<<<<
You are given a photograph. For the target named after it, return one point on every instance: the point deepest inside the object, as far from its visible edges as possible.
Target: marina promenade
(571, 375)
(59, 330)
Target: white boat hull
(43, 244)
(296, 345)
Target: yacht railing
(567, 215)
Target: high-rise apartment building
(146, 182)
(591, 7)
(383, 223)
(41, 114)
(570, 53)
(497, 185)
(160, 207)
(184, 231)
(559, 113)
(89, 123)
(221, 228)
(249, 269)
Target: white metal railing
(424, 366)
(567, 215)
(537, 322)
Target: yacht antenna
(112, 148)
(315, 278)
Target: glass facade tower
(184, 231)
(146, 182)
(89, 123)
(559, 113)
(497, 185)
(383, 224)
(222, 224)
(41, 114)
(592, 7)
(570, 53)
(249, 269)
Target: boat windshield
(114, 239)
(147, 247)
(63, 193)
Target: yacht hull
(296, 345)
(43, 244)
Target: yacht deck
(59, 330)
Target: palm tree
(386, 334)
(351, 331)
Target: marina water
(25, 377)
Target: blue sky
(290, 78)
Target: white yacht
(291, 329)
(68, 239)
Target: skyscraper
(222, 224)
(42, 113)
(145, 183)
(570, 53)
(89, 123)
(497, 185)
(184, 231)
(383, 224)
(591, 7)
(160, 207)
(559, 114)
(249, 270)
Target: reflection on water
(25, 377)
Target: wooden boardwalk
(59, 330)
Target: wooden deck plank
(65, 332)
>>>>
Given instruction:
Rewrite all of the items above as one numbered list, with any blank lines dropped.

The output:
1. You are given a photograph. For the target named after it, return one point on every instance: the point deepest inside the object, as far from its visible edges as possible.
2. Target: marina promenade
3. (571, 375)
4. (59, 330)
5. Target: white boat hull
6. (43, 244)
7. (296, 345)
8. Target: yacht railing
9. (567, 215)
10. Target: high-rise apartment building
11. (146, 182)
12. (591, 7)
13. (383, 223)
14. (41, 114)
15. (570, 53)
16. (497, 185)
17. (160, 207)
18. (184, 231)
19. (559, 113)
20. (89, 123)
21. (221, 228)
22. (249, 269)
23. Target: white metal railing
24. (424, 366)
25. (567, 215)
26. (537, 322)
27. Target: yacht antenna
28. (112, 148)
29. (315, 278)
30. Target: glass facade tower
31. (184, 231)
32. (146, 182)
33. (89, 123)
34. (559, 113)
35. (497, 185)
36. (383, 224)
37. (222, 224)
38. (41, 114)
39. (592, 7)
40. (570, 53)
41. (249, 269)
42. Target: boat windshield
43. (114, 239)
44. (147, 247)
45. (63, 193)
46. Target: yacht hull
47. (296, 345)
48. (43, 244)
49. Target: yacht deck
50. (59, 330)
51. Target: palm tree
52. (386, 334)
53. (351, 331)
54. Target: marina water
55. (25, 377)
56. Target: blue sky
57. (290, 78)
58. Target: white yacht
59. (291, 329)
60. (68, 239)
61. Target: skyscraper
62. (222, 224)
63. (42, 113)
64. (145, 183)
65. (570, 53)
66. (89, 123)
67. (497, 185)
68. (184, 231)
69. (383, 224)
70. (591, 7)
71. (160, 207)
72. (559, 114)
73. (249, 270)
74. Target: reflection on water
75. (25, 377)
76. Target: wooden boardwalk
77. (59, 330)
78. Target: wooden deck plank
79. (65, 332)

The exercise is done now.